OBJECTIVE >> In the lines below, find the one that contains "Where can you see the squirrel" and write it out exactly, along with every line that follows it.

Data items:

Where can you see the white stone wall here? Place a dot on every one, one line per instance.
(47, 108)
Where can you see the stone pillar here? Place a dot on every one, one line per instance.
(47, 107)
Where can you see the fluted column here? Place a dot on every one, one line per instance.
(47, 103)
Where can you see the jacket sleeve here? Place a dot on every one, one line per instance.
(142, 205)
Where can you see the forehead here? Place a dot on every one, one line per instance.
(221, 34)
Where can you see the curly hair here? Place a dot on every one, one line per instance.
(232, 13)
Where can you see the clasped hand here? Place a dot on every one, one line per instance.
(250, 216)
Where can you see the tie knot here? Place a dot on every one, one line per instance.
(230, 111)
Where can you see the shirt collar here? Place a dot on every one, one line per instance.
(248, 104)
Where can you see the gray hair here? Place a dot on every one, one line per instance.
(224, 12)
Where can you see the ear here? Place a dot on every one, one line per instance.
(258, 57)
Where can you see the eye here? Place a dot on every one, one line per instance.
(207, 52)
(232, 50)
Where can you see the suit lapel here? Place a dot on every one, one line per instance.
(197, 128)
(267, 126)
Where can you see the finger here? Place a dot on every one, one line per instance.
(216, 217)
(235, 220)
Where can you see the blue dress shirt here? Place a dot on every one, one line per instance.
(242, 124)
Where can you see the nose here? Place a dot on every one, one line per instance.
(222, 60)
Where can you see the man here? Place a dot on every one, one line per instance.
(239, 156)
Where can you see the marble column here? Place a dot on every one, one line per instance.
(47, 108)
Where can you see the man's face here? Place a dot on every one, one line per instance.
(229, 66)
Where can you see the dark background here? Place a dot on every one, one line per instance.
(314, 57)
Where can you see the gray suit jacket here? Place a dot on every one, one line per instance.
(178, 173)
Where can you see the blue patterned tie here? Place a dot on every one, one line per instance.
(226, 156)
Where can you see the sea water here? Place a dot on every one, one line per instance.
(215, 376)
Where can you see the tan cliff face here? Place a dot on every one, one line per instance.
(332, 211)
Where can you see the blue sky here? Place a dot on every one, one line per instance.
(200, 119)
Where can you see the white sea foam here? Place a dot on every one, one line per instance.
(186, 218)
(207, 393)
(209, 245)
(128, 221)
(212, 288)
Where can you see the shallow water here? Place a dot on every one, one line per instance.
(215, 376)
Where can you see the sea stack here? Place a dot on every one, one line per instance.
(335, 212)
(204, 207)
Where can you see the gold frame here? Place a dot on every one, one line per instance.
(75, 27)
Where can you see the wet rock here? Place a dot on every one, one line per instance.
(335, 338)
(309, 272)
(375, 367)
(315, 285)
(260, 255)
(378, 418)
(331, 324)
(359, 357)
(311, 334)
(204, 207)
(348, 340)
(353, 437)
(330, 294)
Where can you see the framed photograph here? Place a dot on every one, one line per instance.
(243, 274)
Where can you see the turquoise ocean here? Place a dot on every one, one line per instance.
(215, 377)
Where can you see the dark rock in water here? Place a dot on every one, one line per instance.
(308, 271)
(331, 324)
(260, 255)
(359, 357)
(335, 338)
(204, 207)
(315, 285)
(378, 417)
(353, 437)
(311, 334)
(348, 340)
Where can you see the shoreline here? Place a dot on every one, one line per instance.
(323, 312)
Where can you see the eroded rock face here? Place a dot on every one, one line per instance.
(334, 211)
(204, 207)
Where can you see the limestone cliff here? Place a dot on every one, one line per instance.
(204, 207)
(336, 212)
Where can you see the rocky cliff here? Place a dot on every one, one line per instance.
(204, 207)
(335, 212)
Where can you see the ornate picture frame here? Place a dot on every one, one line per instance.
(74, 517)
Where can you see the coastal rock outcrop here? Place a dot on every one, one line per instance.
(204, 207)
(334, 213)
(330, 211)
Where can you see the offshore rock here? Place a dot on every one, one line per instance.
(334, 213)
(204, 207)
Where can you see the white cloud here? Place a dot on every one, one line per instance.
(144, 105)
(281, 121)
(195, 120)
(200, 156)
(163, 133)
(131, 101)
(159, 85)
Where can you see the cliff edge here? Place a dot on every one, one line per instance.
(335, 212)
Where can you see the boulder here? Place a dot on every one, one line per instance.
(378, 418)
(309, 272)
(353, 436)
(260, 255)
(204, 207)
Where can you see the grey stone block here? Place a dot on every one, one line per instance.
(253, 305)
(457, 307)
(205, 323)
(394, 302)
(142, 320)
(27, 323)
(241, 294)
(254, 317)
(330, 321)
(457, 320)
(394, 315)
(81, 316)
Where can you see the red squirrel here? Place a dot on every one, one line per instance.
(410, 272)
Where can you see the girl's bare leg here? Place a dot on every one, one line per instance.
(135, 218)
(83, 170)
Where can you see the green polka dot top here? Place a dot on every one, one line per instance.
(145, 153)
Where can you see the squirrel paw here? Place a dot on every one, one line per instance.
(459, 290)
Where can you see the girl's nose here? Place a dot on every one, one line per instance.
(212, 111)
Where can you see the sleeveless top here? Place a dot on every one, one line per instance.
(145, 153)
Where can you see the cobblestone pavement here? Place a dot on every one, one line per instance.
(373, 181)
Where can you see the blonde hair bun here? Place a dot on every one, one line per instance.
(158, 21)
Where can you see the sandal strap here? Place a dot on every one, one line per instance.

THE ANSWER >>
Where can you see the squirrel paw here? Place a dot on every one, one line per instance.
(459, 290)
Where can you see the girl's nose here? Place a dot on every one, one line per instance.
(212, 111)
Where can you see the sleeveless top here? Place a dot on every one, one line per instance.
(145, 153)
Where can you see the cobblestone pavement here? Place a dot on every one, one line per instance.
(373, 181)
Where can you see the blonde hair bun here? Place a dot on every one, one line per instance.
(158, 21)
Where can you see the sandal strap here? Place a dot on every one, one line per instance.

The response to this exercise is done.